▶ [PROBLEM STATEMENT]: Please reproduce every line of the data below without any change.

Excerpts from annotation records
______________________________
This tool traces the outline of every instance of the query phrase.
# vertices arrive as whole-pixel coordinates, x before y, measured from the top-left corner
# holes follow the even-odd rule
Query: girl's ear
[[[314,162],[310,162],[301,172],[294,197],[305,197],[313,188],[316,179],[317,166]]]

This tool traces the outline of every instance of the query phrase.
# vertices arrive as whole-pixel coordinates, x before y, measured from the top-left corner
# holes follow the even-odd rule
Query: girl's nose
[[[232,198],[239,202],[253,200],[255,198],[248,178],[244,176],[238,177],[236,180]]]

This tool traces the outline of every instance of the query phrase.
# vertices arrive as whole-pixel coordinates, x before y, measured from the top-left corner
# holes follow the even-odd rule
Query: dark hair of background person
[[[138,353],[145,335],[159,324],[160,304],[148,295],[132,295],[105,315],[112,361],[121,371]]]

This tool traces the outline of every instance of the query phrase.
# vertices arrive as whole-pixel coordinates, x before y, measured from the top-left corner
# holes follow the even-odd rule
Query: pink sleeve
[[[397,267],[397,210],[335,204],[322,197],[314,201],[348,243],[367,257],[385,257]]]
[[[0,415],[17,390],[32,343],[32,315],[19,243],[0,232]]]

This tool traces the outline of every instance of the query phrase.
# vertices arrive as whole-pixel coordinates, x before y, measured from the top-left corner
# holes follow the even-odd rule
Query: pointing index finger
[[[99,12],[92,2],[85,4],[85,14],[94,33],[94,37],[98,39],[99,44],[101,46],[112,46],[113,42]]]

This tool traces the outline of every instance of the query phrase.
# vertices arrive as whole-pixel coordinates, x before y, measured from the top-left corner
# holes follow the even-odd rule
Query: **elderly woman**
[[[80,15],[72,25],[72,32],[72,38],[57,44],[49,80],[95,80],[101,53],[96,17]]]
______________________________
▶ [EXERCISE SOLUTION]:
This tool traces the outline of every instance of the query phrase.
# vertices arrive as whole-pixel coordinates, x before y, measured from the top-left corner
# holes follow the even-odd rule
Query: girl's ear
[[[314,162],[310,162],[301,172],[294,197],[305,197],[313,188],[316,179],[317,166]]]

This tool traces the outline of every instance of the query phrase.
# vertices arrive as whole-pixel coordinates, x before y, measured from the top-left corner
# holes follow the even-odd rule
Query: girl's nose
[[[232,198],[239,202],[253,200],[255,198],[248,178],[244,176],[238,177],[236,180]]]

This tool traces the outline of every instance of the query phrase.
# vertices arrive as whole-pixel coordinates, x before y, measured from the top-left corner
# holes follow the even-odd rule
Query: dark hair of background person
[[[138,353],[145,335],[159,324],[160,304],[148,295],[132,295],[105,315],[112,361],[121,371]]]

This tool traces the outline of every instance of the query phrase.
# vertices arrive as whole-pixel coordinates, x before y, measured from the top-left corner
# holes follow the even-odd rule
Query: pink sleeve
[[[397,267],[397,210],[335,204],[322,197],[314,201],[348,243],[367,257],[385,257]]]
[[[0,415],[17,390],[32,343],[32,315],[19,243],[0,232]]]

This tool traces the outline of every instance of the query phrase.
# vertices arrive as whole-pixel coordinates, x before y, measured from the top-left corner
# holes follow the even-odd rule
Query: pointing index finger
[[[99,12],[92,2],[85,4],[85,14],[94,33],[94,37],[98,39],[99,44],[101,46],[112,46],[113,42]]]

This tool traces the outline of every instance of the query phrase.
# vertices arrive as whole-pixel coordinates, x before y, measured from the top-left corner
# holes follow the even-odd rule
Query: **elderly woman**
[[[80,15],[72,25],[72,32],[72,38],[57,44],[49,80],[95,80],[101,53],[96,17]]]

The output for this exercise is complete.